Auszug:
===============
Andere Vereinbarungen intensivieren die Verbindungen zwischen den beiden Ländern:

  • Electricité de France erweitert den seit 2007 bestehenden Vertrag über die gemeinsame Planung, Errichtung und den Betrieb von Atomkraftwerken.

  • Die französische Firma CMA-CGM wird Methanol an die chinesischen Reedereien COSCO und an den Hafen von Shanghai liefern. COSCO ist maßgeblich beim Aufbau des chinesischen Netzes an Beteiligungen bei europäischen Häfen im Einsatz. Auch das derzeit umstrittene Engagement beim Hamburger Hafen wird von COSCO betrieben

  • Die Unternehmensgruppe Suez wird am Aufbau von Anlagen zur Entsalzung von Meerwasser mitwirken.

  • Versailles und die „Verbotene Stadt“, das historische Zentrum der chinesischen Kaiser, werden eine gemeinsame Ausstellung organisieren.

Man kann also nicht sagen, dass die allgemein als notwendige Distanz zu dem nach der Weltherrschaft strebenden China vom EU-Mitglied Frankreich mitgetragen wird. Doch genau das behauptet Macron jetzt lautstark.

Ursula von der Leyen als Jeanne d’Arc des Westens?
===============
Erfasste Daten:
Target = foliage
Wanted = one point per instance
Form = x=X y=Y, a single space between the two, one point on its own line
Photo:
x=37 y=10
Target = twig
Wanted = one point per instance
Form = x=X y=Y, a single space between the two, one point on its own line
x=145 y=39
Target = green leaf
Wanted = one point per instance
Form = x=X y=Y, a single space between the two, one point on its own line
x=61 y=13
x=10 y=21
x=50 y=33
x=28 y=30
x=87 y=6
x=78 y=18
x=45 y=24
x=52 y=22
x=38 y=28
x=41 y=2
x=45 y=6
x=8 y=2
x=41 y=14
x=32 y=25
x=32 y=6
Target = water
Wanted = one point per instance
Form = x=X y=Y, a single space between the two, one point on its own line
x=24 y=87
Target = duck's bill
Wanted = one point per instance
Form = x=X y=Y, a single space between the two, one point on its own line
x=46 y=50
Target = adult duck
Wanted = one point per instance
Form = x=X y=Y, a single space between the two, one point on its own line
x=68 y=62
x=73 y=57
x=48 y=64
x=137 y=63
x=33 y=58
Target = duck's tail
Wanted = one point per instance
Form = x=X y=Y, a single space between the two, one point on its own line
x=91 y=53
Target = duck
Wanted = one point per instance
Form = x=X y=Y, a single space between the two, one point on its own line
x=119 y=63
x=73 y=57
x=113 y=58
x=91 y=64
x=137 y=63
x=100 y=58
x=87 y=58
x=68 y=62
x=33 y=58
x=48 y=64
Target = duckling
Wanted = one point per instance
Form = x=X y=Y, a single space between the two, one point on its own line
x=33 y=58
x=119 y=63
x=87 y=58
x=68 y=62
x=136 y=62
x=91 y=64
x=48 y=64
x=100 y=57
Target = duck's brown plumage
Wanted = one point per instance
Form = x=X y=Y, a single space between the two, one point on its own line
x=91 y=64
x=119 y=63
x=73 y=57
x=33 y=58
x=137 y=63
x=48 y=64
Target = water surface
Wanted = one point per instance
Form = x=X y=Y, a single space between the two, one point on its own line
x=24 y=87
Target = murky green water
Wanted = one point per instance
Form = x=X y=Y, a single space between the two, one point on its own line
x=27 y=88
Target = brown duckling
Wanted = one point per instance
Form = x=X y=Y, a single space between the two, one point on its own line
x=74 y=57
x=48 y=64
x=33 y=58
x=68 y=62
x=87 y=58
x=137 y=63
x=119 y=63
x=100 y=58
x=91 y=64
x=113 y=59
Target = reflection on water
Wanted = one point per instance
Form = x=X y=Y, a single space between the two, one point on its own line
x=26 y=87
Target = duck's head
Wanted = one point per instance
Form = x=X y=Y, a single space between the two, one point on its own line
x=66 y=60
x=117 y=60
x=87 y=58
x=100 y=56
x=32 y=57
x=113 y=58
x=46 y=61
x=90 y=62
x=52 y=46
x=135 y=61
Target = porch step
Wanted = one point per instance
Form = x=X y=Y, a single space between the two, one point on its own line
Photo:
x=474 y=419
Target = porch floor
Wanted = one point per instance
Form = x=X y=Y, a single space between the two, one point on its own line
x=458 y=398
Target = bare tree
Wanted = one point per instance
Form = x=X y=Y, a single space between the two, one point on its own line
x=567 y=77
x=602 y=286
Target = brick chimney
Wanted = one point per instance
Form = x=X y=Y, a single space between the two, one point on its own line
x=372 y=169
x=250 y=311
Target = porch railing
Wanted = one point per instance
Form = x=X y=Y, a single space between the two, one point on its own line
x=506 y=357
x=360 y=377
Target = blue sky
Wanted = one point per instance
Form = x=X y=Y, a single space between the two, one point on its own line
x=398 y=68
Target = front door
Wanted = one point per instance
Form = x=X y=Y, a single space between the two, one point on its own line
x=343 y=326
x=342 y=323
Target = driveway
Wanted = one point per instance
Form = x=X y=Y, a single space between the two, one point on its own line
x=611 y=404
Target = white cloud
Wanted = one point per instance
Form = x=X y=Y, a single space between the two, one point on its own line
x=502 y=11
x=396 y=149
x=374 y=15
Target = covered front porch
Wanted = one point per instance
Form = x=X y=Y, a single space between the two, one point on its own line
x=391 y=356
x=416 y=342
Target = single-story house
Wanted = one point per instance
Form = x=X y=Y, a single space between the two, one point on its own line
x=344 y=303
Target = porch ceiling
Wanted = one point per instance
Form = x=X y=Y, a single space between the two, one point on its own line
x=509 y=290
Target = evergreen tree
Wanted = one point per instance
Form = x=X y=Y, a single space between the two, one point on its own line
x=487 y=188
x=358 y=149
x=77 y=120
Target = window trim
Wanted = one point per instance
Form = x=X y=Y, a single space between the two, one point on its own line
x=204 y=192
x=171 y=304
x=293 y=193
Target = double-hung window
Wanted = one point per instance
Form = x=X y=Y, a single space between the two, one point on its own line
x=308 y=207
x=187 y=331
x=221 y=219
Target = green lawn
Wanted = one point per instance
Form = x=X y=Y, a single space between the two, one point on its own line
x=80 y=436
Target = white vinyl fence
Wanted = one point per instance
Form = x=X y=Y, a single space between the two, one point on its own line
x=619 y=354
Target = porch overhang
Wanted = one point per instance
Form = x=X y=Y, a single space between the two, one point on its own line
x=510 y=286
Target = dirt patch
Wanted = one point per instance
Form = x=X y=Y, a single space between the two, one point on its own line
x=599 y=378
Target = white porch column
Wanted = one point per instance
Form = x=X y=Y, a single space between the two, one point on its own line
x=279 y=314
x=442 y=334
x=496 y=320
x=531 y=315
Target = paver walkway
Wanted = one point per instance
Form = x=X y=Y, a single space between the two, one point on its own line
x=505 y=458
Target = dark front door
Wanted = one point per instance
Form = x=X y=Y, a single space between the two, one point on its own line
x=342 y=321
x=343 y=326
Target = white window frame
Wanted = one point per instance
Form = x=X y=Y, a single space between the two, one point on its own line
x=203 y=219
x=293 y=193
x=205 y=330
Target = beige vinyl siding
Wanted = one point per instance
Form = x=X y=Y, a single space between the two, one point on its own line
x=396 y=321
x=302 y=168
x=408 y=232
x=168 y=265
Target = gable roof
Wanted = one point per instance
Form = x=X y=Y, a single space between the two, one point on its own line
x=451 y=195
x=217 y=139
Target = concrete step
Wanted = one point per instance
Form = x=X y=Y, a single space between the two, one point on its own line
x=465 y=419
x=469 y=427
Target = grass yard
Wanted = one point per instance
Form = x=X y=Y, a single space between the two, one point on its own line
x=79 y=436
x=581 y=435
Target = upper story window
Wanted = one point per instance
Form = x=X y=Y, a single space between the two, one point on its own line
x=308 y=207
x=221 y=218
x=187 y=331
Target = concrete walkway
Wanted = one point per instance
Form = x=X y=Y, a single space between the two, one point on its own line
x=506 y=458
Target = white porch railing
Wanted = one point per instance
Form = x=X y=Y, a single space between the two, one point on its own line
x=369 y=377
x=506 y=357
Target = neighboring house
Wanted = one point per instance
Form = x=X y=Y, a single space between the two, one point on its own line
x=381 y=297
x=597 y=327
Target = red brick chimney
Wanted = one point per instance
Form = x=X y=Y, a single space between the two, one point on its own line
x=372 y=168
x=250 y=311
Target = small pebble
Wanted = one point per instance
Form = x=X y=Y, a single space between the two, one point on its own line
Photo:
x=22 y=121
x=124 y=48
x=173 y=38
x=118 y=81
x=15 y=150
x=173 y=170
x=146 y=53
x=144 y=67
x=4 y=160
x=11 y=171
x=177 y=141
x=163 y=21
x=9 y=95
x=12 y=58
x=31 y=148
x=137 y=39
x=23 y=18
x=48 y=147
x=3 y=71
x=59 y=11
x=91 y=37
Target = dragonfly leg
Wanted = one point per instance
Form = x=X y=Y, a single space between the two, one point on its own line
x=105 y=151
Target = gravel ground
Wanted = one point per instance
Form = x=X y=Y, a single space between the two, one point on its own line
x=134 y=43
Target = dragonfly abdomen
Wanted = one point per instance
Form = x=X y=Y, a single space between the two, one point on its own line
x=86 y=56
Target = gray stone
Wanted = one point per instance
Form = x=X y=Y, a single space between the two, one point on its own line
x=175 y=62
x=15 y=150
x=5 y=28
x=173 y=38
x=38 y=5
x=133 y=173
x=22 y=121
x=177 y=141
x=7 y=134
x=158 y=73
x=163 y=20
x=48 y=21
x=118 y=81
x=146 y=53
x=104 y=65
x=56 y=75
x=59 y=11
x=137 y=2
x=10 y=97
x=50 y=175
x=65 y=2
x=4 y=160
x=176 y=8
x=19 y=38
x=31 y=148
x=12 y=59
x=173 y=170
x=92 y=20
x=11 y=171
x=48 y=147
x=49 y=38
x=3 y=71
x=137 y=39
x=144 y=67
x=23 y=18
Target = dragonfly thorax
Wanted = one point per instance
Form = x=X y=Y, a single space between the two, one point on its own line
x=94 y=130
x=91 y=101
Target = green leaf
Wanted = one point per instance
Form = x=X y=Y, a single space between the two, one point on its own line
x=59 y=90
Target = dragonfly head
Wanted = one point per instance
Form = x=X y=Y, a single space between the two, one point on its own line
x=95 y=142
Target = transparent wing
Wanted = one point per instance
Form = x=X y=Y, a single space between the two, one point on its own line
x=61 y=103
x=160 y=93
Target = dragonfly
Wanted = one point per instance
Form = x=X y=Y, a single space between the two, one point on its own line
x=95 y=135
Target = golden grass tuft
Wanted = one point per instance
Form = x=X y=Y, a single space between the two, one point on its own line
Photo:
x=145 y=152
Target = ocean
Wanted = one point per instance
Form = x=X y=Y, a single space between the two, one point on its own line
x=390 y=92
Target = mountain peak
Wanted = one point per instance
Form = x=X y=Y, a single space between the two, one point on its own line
===============
Arbeitsaufträge:
A – Welche Unternehmensgruppe wirkt laut dem Auszug am Aufbau von Anlagen zur Entsalzung von Meerwasser mit?
B – Nennen Sie alle Unternehmen, die im Auszug mit Namen genannt werden.
C – Schreiben Sie den Text über die Vereinbarungen zwischen Frankreich und China im Anschluss an seine letzte Zeile weiter.

Schriftliche Antworten:
A – Die Unternehmensgruppe Suez.

B – Electricité de France, CMA-CGM, COSCO, Suez

C –
Die Position des Westens in Peking zu vertreten, blieb der Präsidentin der EU-Kommission, Ursula von der Leyen, vorbehalten. Macron und von der Leyen schienen ursprünglich gemeinsam nach China zu fahren, doch tatsächlich waren sie nicht gemeinsam, sondern nur gleichzeitig bei Xi. Auch wurde von der Leyen nicht mit einer pompösen Inszenierung wie Macron empfangen, sondern nur durch einen Minister vom Flughafen abgeholt. Entwickelt sich die umstrittene Politikerin gar zu einer Jeanne d’Arc, die als einfaches Bauernmädchen den wankelmütigen französischen Kronprinzen mit ihrer Begeisterung motivierte und im Hundertjährigen Krieg 1429 zum Sieg über die Engländer und Burgunder und auf den Königsthron führte?

Xi unterstützt sein Streben nach Weltmacht durch die Bindung von großen Staaten an China. Auf der Liste der vermeintlichen Freunde steht an oberster Stelle Russland, gefolgt vom Iran und neuerdings auch von Saudi-Arabien. Die Annäherung der beiden islamischen Länder wird als diplomatischer Erfolg des chinesischen Präsidenten dargestellt, der auch für Frieden im Jemen sorgen könnte. Im Jemen haben die beiden muslimischen Diktaturen den dortigen Bürgerkrieg durch die Unterstützung der jeweiligen Gegner zu einem Stellvertreterkrieg gemacht. Durch umfangreiche Investitionen hat China eine starke Position in Afrika aufgebaut. Xi organisiert einen Verbund von Diktaturen, die eine „Neue Weltordnung“ als Gegengewicht zum von den USA dominierten Westen bilden sollen. In dieser „Neuen Weltordnung“ gehört das demokratische Taiwan selbstverständlich unter die Knute der kommunistischen Diktatur in Peking und die Ukraine wird der russischen Herrschaft unterworfen.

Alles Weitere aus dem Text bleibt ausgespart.